- **List of tasks**
• 1. In the article on the Mariupol theater attack, how many first-hand testimonies did Amnesty International analyze?
• 2. Decide whether each statement agrees with the article on the Mariupol theater attack, giving yes or no and the text's deciding words: (a) The AP found that about 600 people died, twice Kiev's estimate at the time. (b) The theater was attacked in June. (c) Callamard said the International Criminal Court must investigate the attacks as a war crime.
• 3. Please carry on the article on the Mariupol theater attack from the point where it stops.

Russia committed ‘clear war crime’ against Mariupol theater
An extensive investigation by Amnesty International (AI) concludes that Russian military forces committed a “clear war crime” when they attacked the theater in the Ukrainian city of Mariupol in March, killing around 600 people.
“After months of rigorous investigation, analysis of satellite imagery and interviews with dozens of witnesses, we have concluded that the attack was a clear war crime committed by Russian forces,” said AI Secretary General Agnès Callamard.
“Many people were injured or lost their lives in this relentless attack. It is likely that their deaths were caused by the deliberate attack of Ukrainian civilians by Russian forces,” she pointed out.
Agnès Callamard stressed that “the International Criminal Court and all those who have jurisdiction over the crimes committed during this conflict must investigate the attacks as a war crime”.
In May, an investigation by the AP news agency found that about 600 people had died in the theater attack, double the number estimated by Kiev at the time.
Between March 16 and June 21, AI analyzed in detail digital evidence, satellite imagery, 52 first-hand testimonies from survivors and people who witnessed the attack, architectural plans of the building, and authenticated photographic and video material.
In a new report entitled “’Children’: The Attack on the Donetsk Regional Academic Drama Theater in Mariupol”, the non-governmental organization (NGO) documents how the Russians attacked the infrastructure, even though there were hundreds of civilians, including children.

- **The data**
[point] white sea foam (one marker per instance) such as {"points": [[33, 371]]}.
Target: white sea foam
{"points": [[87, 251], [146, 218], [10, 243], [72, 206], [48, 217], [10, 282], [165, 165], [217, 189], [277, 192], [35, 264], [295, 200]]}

- **Activity answers**
• 1. 52 first-hand testimonies from survivors and people who witnessed the attack.

• 2.
(a) Yes: "about 600 people had died in the theater attack, double the number estimated by Kiev at the time."
(b) No: "attacked the theater in the Ukrainian city of Mariupol in March."
(c) Yes: "the International Criminal Court and all those who have jurisdiction over the crimes committed during this conflict must investigate the attacks as a war crime."

• 3.
By interviewing several survivors and collecting various computer data, the AI Crisis Response team concluded that the attack was almost certainly carried out by Russian warplanes that dropped two 500-kilogram (kg) bombs that landed next to each other and detonated simultaneously.
AI hired a physicist to create a mathematical model of the detonation, to determine the net explosive weight of the explosion that would be needed to cause the level of destruction detected in the theater.
The conclusion, according to the NGO, was that the bombs had a net explosive weight of 400/800 kg.
For its part, based on available data on Russian bombs, AI estimated that the weapons were likely two 500kg bombs of the same model, giving a total net explosive weight of between 440 and 600kg.
The Russian Army aircraft most likely to carry out the attack were multirole fighters — such as the Su-25, Su-30 or Su-34 models — based at nearby Russian airfields and often seen operating in southern Ukraine.
After examining several theories, the investigation concludes that a deliberate air strike against a civilian target was the most likely explanation.
According to AI, survivors and other witnesses admitted to seeing dead bodies they could not identify, with many deaths likely yet to be reported.
The Mariupol Drama Theater in the Donetsk region became a safe haven for civilians seeking shelter from the fighting.
In addition to being a distribution center for medicine, food and water, and a designated meeting point for people waiting to be evacuated in humanitarian corridors, the building, in that besieged city, was recognizable as a civilian infrastructure, according to AI.